Start of Excerpted passage
We live in a capitalist society. This should not be a surprise to anyone in the US. Everything costs the individual - from education to health care to public utilities. The cost of medication is not something a lot of us think about until we have to pay for it.
I have been working since I was 16, pretty much non-stop. The vast majority of these jobs have had employer-related insurance. My graduate student insurance at UCLA was crap, and I was charged for my bloodwork because HIV was a pre-existing condition (and insurance companies could legally deny healthcare for a pre-existing condition at the time). At the end of my Masters, I owed the school close to $2000 in additional healthcare costs.
When I was at a NYC non-profit, I was diagnosed with Hepatitis C. Luckily a curative therapy had just been approved that year: unluckily my insurance company denied my doctor’s prescription. I went for 6 months waiting for them to approve the treatment. They insisted that the $90,000 treatment was not necessary. A dear friend and mentor had died of Hepatitis C in the early 2000s: it was a tense 6 months.
I bring these up from a privileged position - insured, employed and educated - and there were still problems and challenges to getting the proper treatments.
The Trade-Related Aspects of Intellectual Property Rights (TRIPS) of the World Trade Organization (WTO) establishes a minimum amount of protection from each government to protect IP of WTO members. It’s understandable, right? Companies want their proprietary technologies protected.
But they produced these technologies within a national context, using people educated there, and marketed using the available resources. Some of these companies even get government underwriting part or most of their research and development through tax breaks and other incentives. In other words, the companies do not produce these items without considerable support from government.
If you were to pay into my company and its products as an investor, I am pretty sure that you would expect some kind of ownership.
I have always wondered why the same body that regulates items like handbags, cars, phones, cars and jewellery would also be responsible for life-saving medications in HIV, tuberculosis, cancer and COVID-19. Are these the same kinds of technologies?
TRIPS is a key issue in the global HIV response. Where some countries insist that TRIPS flexibility is necessary to get treatment to every single person living with HIV, other countries demand that TRIPS be strident in its protection of all HIV treatment intellectual property. Not surprisingly, many of the wealthier countries - including the US and most of Western Europe - are strict with TRIPS.
Poverty and wealth are not accidental: it is set up by history and economic policies that undermine some places and regions and benefit others.
Without flexibility, poorer countries will remain at a disadvantage in their HIV response. HIV treatment will remain stuck in past regimens which may not be the most effective, might still have side effects, but are the cheapest.
Recently, the Biden Administration allowed TRIPS waivers for COVID-19 vaccination technology and materials. This was welcome news for most of the world to deal with the vaccine shortage, but some still question if this act will be enough to bring this vaccine to scale globally. There are still no COVID-19 vaccines added to the World Health Organization’s COVID Technology Access Pool (C-TAP) as of May 2021.
The fact that the Biden Administration softened its stance is still important. As we move towards the United Nations Political Declaration in the High Level Meeting on HIV, TRIPS flexibility is a key compromise that benefits the world.
End of Excerpted passage
● What the exercise asks
Answer each question from the essay on TRIPS and access to medication.
(a) About how much did the writer owe the school in additional healthcare costs at the end of the Masters program?
(b) How long did the writer wait for the insurance company to approve the Hepatitis C treatment?
(c) As of May 2021, how many COVID-19 vaccines had been added to the World Health Organization's COVID Technology Access Pool (C-TAP)?
The records are not required for working with the essay.
Start of Records shown
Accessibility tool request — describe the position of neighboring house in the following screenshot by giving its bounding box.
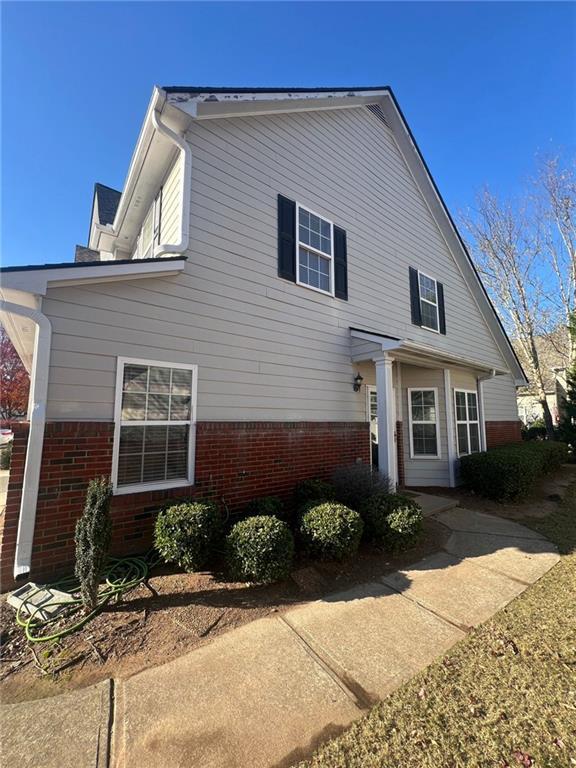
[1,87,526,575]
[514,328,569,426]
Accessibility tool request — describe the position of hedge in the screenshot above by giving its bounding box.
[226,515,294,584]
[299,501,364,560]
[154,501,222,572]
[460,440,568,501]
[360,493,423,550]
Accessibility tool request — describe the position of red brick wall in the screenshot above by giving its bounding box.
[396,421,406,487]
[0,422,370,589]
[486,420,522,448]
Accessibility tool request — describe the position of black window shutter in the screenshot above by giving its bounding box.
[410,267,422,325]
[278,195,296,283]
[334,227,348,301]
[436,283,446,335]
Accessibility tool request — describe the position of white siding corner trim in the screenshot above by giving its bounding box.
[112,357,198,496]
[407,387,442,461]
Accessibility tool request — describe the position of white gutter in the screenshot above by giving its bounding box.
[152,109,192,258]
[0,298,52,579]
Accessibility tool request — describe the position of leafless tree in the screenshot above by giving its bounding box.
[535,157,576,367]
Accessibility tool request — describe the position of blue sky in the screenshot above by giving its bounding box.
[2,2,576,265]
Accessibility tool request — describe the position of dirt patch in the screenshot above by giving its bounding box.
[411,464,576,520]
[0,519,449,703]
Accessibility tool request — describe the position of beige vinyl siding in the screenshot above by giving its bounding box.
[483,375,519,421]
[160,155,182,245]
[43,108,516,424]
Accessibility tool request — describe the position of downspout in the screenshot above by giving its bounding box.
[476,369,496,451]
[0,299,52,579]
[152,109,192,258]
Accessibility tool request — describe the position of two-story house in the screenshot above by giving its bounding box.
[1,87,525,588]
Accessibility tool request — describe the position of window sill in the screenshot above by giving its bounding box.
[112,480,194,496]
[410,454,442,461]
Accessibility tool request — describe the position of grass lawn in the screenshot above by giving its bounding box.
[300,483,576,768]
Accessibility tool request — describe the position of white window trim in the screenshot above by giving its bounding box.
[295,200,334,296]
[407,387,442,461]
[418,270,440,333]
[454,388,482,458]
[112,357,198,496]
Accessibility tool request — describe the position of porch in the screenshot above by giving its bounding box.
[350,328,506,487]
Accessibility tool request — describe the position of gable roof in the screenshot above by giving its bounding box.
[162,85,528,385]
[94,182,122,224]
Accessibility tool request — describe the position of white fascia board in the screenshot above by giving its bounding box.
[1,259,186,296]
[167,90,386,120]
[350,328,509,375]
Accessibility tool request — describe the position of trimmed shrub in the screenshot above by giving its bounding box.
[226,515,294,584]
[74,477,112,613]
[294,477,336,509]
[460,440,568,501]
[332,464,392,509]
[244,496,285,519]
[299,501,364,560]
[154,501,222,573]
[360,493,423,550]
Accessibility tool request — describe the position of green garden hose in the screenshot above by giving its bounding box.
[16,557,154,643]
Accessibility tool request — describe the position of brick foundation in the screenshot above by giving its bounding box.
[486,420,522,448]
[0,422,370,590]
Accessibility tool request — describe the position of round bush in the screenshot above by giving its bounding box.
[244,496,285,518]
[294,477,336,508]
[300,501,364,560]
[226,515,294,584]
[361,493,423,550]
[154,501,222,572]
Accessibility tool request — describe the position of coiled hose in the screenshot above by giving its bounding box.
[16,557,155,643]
End of Records shown
● Expected answer
(a) Close to $2000.
(b) 6 months.
(c) None.